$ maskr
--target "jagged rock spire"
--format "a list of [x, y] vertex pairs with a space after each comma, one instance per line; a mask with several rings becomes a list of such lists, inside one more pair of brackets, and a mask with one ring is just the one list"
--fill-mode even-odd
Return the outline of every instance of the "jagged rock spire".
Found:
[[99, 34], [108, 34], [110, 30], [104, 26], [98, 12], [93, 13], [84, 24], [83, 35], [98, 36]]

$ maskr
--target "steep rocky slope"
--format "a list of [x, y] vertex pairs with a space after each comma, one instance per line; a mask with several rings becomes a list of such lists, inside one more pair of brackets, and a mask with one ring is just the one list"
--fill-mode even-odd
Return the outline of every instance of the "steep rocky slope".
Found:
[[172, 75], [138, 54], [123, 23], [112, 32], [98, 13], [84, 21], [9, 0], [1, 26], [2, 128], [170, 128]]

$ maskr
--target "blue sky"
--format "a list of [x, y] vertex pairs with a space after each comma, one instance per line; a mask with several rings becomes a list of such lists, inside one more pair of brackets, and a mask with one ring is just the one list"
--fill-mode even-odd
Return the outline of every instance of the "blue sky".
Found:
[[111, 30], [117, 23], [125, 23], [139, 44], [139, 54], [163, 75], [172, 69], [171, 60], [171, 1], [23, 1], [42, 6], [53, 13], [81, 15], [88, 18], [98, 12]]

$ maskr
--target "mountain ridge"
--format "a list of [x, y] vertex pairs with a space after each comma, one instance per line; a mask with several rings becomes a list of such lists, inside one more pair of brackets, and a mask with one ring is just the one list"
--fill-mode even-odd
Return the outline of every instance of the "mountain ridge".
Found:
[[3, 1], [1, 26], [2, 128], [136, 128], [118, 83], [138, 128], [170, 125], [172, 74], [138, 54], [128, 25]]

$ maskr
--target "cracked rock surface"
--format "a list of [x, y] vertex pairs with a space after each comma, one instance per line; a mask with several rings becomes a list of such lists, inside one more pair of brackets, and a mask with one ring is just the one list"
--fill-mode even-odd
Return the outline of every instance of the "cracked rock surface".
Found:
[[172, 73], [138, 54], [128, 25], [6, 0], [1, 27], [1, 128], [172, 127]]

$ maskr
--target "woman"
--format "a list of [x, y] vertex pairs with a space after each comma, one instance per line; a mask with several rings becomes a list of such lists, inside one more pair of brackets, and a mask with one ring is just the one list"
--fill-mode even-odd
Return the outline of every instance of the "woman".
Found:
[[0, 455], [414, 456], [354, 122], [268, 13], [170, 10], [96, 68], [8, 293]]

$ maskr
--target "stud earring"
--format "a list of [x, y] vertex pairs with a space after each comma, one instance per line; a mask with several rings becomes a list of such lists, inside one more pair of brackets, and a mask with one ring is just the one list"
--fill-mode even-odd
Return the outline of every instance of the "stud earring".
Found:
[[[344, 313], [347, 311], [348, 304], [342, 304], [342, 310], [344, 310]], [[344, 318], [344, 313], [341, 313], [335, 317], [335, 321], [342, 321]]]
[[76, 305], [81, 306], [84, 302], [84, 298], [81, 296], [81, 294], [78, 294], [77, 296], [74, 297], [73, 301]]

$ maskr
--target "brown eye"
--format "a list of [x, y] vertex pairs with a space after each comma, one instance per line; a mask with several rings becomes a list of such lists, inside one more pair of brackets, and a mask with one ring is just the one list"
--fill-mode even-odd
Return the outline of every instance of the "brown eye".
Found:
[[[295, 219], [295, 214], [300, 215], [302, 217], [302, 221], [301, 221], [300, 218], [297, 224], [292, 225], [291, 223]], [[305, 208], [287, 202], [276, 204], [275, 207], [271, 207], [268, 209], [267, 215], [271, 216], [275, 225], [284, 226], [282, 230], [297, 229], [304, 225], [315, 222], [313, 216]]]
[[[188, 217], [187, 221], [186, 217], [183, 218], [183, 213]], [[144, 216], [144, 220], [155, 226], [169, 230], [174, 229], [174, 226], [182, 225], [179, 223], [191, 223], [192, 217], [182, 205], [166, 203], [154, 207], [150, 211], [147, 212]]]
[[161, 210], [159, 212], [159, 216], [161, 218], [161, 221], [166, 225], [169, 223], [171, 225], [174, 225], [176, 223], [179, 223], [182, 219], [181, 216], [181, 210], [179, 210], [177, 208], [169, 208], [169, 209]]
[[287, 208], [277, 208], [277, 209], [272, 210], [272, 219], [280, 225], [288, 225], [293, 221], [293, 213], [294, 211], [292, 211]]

DO THIS: From the beginning of the items through the line that contains "35], [98, 36]]", change "jagged rock spire" to "sharp rock pinnacle", keeping everything else the same, and give only those lines.

RESULT OF THIS EXERCISE:
$ maskr
--target "sharp rock pinnacle"
--format "a list of [x, y] vertex pairs with a space after each comma, one instance per line; a mask with several rings becomes a list of such lists, inside one more pair of brackets, and a mask with one ring is just the one list"
--fill-mode even-odd
Return the outline of every instance of the "sharp rock pinnacle".
Found:
[[99, 34], [108, 34], [110, 30], [104, 26], [98, 12], [93, 13], [84, 24], [83, 35], [98, 36]]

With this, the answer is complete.